State how many lines in the items below contain the string "pixels", treating uppercase and lowercase as different, and reply with the number alone.

INPUT DATA »
------------------------------

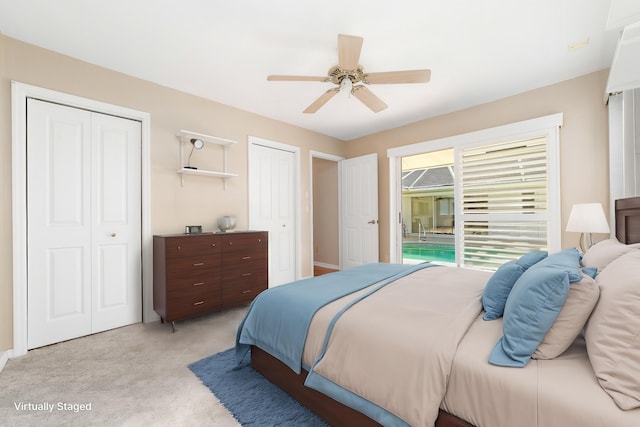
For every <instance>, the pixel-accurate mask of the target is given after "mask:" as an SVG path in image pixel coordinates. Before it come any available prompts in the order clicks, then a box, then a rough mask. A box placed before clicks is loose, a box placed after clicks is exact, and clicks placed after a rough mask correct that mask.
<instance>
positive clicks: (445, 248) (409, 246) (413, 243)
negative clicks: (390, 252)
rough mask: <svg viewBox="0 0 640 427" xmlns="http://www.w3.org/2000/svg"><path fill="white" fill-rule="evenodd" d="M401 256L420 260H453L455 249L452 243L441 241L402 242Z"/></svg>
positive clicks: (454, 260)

------------------------------

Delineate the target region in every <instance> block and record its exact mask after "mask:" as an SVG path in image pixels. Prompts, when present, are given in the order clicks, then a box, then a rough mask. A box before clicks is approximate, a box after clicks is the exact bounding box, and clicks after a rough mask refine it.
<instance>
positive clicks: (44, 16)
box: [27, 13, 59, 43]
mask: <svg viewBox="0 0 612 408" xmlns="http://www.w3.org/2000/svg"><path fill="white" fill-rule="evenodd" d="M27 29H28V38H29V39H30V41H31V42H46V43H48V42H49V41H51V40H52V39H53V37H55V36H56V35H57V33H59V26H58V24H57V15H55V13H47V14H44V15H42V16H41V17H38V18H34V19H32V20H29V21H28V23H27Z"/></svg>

------------------------------

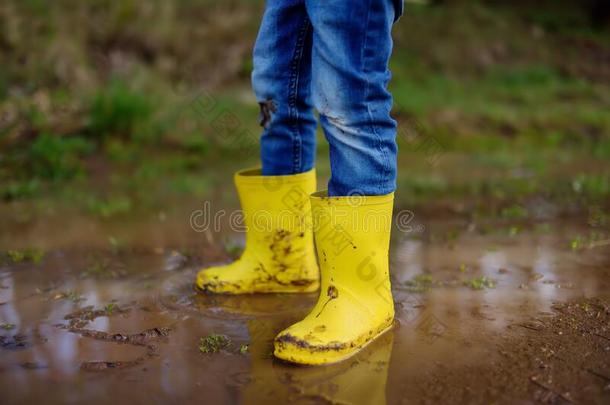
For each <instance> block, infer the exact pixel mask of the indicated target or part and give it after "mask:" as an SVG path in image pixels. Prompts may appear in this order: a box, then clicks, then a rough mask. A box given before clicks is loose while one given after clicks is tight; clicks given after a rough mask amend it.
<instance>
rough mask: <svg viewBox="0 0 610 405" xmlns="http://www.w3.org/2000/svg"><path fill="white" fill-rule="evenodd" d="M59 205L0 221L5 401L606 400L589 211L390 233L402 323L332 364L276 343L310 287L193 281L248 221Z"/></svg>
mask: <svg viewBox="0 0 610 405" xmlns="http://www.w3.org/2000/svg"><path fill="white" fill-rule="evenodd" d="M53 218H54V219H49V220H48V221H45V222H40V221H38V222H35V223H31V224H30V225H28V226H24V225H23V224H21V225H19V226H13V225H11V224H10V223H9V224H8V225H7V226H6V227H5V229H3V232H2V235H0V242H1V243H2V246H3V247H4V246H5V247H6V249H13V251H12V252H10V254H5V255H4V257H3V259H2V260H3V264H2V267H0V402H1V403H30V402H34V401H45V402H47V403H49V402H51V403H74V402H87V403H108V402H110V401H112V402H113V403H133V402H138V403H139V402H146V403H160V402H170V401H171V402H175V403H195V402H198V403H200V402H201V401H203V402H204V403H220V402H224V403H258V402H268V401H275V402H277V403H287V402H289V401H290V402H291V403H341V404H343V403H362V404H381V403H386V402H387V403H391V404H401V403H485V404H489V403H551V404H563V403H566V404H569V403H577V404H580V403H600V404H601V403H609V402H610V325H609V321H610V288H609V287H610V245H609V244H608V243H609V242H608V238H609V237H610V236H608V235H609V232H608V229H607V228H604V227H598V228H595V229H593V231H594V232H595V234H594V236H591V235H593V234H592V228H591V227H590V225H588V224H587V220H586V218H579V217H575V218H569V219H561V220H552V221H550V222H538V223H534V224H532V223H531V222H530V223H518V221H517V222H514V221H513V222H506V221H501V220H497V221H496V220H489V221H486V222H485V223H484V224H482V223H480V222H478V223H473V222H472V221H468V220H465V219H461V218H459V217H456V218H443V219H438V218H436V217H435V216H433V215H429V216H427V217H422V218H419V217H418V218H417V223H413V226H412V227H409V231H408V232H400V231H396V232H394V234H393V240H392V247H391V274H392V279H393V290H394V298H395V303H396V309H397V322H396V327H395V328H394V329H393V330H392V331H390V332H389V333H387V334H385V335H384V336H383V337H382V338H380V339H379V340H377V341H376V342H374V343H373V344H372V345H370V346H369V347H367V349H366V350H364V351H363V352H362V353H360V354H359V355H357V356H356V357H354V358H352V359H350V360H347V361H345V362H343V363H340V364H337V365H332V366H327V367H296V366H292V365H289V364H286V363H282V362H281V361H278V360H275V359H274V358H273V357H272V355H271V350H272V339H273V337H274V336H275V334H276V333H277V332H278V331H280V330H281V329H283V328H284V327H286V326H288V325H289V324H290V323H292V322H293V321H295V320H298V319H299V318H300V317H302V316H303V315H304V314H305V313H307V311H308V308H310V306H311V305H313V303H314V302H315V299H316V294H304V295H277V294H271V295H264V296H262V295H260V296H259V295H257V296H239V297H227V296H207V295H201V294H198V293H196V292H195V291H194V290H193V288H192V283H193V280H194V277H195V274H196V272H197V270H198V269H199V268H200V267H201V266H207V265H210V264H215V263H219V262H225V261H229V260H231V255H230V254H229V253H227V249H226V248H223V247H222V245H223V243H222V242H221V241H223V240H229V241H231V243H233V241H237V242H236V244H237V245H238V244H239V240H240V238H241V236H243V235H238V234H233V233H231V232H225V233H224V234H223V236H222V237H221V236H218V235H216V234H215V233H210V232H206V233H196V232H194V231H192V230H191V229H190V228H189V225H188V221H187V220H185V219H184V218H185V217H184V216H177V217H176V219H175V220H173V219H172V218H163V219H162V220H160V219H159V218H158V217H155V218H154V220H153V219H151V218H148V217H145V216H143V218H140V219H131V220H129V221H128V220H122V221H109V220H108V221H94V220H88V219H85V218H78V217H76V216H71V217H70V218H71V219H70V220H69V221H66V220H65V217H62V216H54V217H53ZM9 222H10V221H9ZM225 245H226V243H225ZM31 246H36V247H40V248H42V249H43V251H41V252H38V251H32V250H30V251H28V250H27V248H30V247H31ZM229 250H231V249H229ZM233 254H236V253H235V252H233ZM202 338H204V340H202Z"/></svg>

------------------------------

SOLUTION FOR THIS TASK » 2